DIRECTIVE = Copy the material below word for word, leaving out the pictures.
------------
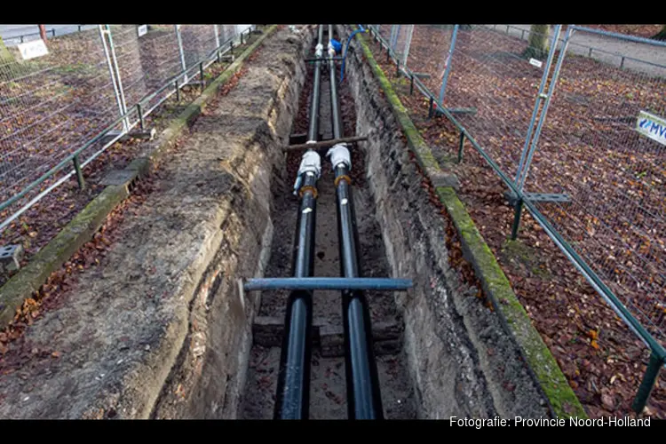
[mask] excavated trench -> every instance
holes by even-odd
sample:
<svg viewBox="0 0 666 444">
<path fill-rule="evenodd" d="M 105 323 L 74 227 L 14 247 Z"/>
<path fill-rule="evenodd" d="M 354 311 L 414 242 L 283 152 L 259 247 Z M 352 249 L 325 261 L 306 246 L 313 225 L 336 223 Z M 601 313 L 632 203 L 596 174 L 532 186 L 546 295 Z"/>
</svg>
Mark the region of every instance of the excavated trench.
------------
SOLUTION FOR THIS EXERCISE =
[mask] excavated trench -> every instance
holes by even-odd
sample:
<svg viewBox="0 0 666 444">
<path fill-rule="evenodd" d="M 105 323 L 74 227 L 14 247 Z"/>
<path fill-rule="evenodd" d="M 354 311 L 414 242 L 283 152 L 259 247 Z M 352 249 L 325 261 L 306 246 L 313 225 L 336 223 Z M 601 313 L 632 203 L 596 174 L 532 186 L 546 295 Z"/>
</svg>
Mark the region of every instance of the excavated trench.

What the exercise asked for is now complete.